_What you have to do:_ Duplicate every line of the listing below, keeping each character unchanged.

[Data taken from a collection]

────────

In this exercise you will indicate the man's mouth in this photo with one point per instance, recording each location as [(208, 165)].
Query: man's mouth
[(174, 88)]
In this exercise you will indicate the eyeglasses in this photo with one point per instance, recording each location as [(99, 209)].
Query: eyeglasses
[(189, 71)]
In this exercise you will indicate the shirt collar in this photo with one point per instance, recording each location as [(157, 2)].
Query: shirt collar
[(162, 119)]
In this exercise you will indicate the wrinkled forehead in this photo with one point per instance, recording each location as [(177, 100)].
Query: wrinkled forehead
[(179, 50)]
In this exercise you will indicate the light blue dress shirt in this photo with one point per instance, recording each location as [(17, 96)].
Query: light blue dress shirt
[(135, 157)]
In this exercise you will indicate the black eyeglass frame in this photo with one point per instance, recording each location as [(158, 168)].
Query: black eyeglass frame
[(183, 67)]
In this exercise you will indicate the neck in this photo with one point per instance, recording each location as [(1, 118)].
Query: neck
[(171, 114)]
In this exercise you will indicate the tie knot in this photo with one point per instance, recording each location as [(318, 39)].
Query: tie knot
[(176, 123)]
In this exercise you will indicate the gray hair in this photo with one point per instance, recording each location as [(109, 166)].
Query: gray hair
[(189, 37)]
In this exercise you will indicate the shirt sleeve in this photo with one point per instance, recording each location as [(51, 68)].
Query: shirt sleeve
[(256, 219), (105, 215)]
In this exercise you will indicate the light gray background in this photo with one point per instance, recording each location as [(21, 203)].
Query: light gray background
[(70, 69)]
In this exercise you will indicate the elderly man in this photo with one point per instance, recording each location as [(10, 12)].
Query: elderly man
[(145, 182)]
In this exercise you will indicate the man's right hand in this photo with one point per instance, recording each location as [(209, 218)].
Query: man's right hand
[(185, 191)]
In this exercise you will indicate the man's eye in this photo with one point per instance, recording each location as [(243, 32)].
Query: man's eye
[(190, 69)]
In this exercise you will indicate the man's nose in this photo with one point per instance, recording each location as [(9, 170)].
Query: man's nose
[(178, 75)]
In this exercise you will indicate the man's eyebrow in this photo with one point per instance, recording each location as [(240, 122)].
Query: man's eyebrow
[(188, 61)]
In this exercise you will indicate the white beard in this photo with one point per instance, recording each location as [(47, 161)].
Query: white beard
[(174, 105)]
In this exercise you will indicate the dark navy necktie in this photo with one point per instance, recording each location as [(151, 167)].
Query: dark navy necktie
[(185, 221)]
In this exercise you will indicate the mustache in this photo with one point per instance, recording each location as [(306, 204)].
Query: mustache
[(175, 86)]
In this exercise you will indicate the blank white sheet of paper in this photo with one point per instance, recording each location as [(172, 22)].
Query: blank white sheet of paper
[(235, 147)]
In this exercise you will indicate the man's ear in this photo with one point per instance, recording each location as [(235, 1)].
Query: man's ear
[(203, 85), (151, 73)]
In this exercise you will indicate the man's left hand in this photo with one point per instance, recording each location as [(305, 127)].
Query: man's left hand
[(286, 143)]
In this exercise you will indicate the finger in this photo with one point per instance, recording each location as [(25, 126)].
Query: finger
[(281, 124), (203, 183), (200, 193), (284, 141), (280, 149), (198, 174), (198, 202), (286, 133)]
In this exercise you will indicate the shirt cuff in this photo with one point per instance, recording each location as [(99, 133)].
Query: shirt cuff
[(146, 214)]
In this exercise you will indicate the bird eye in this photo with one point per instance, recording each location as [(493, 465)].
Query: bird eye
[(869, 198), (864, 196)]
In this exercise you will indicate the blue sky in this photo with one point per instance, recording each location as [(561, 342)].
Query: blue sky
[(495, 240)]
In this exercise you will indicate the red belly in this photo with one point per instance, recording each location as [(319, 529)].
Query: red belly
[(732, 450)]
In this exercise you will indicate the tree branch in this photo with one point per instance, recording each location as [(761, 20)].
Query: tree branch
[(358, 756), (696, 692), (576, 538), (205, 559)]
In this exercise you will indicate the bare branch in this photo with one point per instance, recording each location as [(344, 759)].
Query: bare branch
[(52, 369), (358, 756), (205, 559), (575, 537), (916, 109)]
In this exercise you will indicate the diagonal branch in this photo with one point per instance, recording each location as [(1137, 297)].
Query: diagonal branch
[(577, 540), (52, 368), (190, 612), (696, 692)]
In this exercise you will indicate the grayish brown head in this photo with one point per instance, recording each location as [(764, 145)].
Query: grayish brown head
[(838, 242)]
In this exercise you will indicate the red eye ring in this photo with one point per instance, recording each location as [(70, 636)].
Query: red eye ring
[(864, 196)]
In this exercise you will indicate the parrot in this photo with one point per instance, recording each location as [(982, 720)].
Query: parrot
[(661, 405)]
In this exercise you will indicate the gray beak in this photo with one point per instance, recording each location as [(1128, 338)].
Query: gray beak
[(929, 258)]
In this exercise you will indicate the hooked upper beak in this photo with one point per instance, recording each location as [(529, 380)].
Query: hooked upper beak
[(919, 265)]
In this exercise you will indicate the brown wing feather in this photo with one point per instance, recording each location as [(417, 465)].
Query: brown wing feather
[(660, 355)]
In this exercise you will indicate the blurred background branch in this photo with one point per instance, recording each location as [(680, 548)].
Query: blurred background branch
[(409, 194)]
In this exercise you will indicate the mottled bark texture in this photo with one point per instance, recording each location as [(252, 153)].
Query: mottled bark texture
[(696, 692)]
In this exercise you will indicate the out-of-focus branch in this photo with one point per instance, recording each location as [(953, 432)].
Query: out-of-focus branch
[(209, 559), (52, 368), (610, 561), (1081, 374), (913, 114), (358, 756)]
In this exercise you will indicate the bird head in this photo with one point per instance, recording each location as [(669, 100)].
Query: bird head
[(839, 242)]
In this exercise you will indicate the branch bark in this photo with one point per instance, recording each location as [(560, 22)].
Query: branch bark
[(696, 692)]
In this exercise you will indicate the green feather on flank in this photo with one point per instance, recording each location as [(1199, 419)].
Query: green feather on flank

────────

_Reply:_
In this exercise you will indicate the man's mouth in this photo with one point per instance, recording each location as [(208, 165)].
Query: man's mouth
[(174, 88)]
In this exercise you will indicate the eyeglasses in this photo with one point per instance, recording each location as [(99, 209)].
Query: eyeglasses
[(189, 71)]
In this exercise you will indicate the shirt collar in this photo with one point per instance, recording each location as [(157, 2)].
Query: shirt collar
[(162, 119)]
In this exercise you will indicate the wrinkled forehead in this photo with one point per instance, recording each location as [(177, 100)].
Query: wrinkled forehead
[(179, 50)]
In this exercise you will indicate the light blue dress shirt in this photo with one point per instance, recording each location as [(17, 96)].
Query: light blue dress shirt
[(135, 157)]
In this exercise you will indicate the black eyeglass frame in this photo with one point per instance, recording each location as [(158, 168)].
Query: black eyeglass frame
[(183, 67)]
In this exercise you will indicate the neck in this photo with one point per instance, recording each location as [(1, 118)].
Query: neck
[(171, 114)]
In this exercise you will indicate the tie knot in this photo with one point per instance, recording each location as [(318, 39)].
Query: tie knot
[(176, 123)]
In this exercise you will indicate the gray hair in this photo with one point per instance, recording each location as [(109, 166)].
Query: gray hair
[(189, 37)]
In this exercise you will indicate the shirt sleeve in this photo with one point per instance, recording each location as [(51, 68)].
Query: shirt sleeve
[(256, 219), (105, 215)]
In this exercise you will indicate the light gray background in this photo with one point per instance, recording each location as [(21, 203)].
Query: light gray background
[(70, 69)]
In this exercise you will indicate the elderly man in this photo with one point per instance, recording each location as [(10, 12)].
Query: elderly man
[(145, 182)]
In this exercise you will indicate the man's right hand in this photo with one point per instance, recording each location as [(209, 218)].
Query: man's right hand
[(185, 191)]
In this exercise you will indicate the man's eye in this photo with one point per instance, recording each location as [(243, 32)].
Query: man's eye
[(190, 69)]
In this exercise you will indicate the man's nose in this photo with one point per instance, recording each location as [(9, 170)].
Query: man's nose
[(178, 75)]
In this exercise you will indicate the man's eyebrow in this photo with one point per instance, recording each location as [(240, 122)].
Query: man's eyebrow
[(188, 61)]
In this exercise you will indicate the white beard in this photo with one point per instance, recording each location as [(47, 161)].
Query: white beard
[(174, 105)]
In this exercise you will indicate the dark navy necktie in this photo with one point per instance, recording each location as [(151, 167)].
Query: dark navy necktie
[(185, 221)]
In this exercise you will indicate the mustache in this photo with one point per instance, recording each location as [(306, 204)].
Query: mustache
[(175, 86)]
In this exercise you will indicate the blank white sheet of paper in this photo with one point per instance, recording each location as [(172, 22)].
Query: blank white sheet of paper
[(235, 147)]
In this exercise you will indicate the man's ear in this photo with one point per instance, recording each location as [(235, 1)].
Query: man's ear
[(203, 85), (151, 73)]
In this exercise you will indicate the man's left hand in this photo with one point per instance, recording each location as [(305, 127)].
Query: man's left hand
[(286, 143)]
In this exercise you will indicate the finger in this photo with one point per instance, recording each location as [(25, 126)].
Query: finger
[(281, 124), (203, 183), (200, 193), (284, 141), (280, 149), (198, 174), (198, 202), (286, 133)]
In this exercise you will indicate the shirt cuff in this photo with one point per instance, recording each location as [(99, 133)].
Query: shirt cuff
[(146, 214)]
In this exercise you will indicate the bird eye in this photo with one point per instance, recording each location as [(493, 465)].
Query: bird eye
[(869, 198), (864, 196)]
In this exercise you will indicate the blue sky in this photo with one point per instance, recording each location as [(561, 342)].
Query: blue sky
[(495, 240)]
In this exercise you will indicate the red belly in this photo with one point per instance, recording each location as [(319, 529)].
Query: red belly
[(732, 450)]
In this exercise you will indicate the tree branch in this photo with one point per instance, recording each location as [(761, 20)].
Query: tree branch
[(358, 756), (696, 692), (576, 538), (205, 559)]
In this exercise you will indicate the bare branch in this photo with one point per instance, recording each location as [(344, 759)].
Query: bare branch
[(52, 369), (358, 756), (205, 559), (575, 537), (916, 109)]
In this exercise you will indicate the diagonal branch in this photo with one point per instance, recording each location as [(1137, 297)].
Query: diagonal branch
[(577, 540), (52, 368), (190, 612), (696, 692)]
In this exercise you will indicate the grayish brown head in this photo with one point per instance, recording each location as [(764, 145)].
Query: grayish brown head
[(838, 242)]
In this exercise you will indicate the red eye ring in this photo with one point per instance, recording each location as [(70, 636)].
Query: red eye ring
[(864, 196)]
In this exercise you will indicate the parrot in this photo with one point per instance, recording each location as [(982, 720)].
Query: parrot
[(661, 405)]
In this exercise you will indicate the gray beak in this photo with one point per instance, recording each location as [(1128, 338)].
Query: gray beak
[(929, 258)]
In this exercise you will indicate the hooked upper beak in this photo with one point per instance, recording each location as [(529, 380)].
Query: hooked upper beak
[(919, 265)]
In this exercise you will indicate the brown wing feather in this photo with one point per instance, recording each location as [(417, 465)].
Query: brown wing feather
[(660, 355)]
In this exercise you will indicate the blurred background branch in this photo with one point per instance, recording each location as [(680, 548)].
Query: blurred background branch
[(409, 194)]
In this exercise you will indicate the mottled bark texture in this photo with one point per instance, recording each location as [(252, 153)].
Query: mottled bark texture
[(696, 692)]
In this exercise you will indicate the out-of-focus branch in this photo with one point per instance, recording each location as [(953, 432)].
Query: out-of-focus branch
[(209, 559), (52, 368), (610, 561), (1081, 374), (913, 114), (358, 756)]
In this exercise you will indicate the bird head in this photo with one point per instance, recording each location as [(669, 100)].
Query: bird head
[(839, 242)]
In this exercise you will indicate the branch bark in this photo with one point per instance, recording each location as [(560, 22)].
Query: branch bark
[(696, 692)]
In this exercise you will indicate the green feather on flank in this photo with one point per instance, recording each location as [(1199, 419)].
Query: green feather on flank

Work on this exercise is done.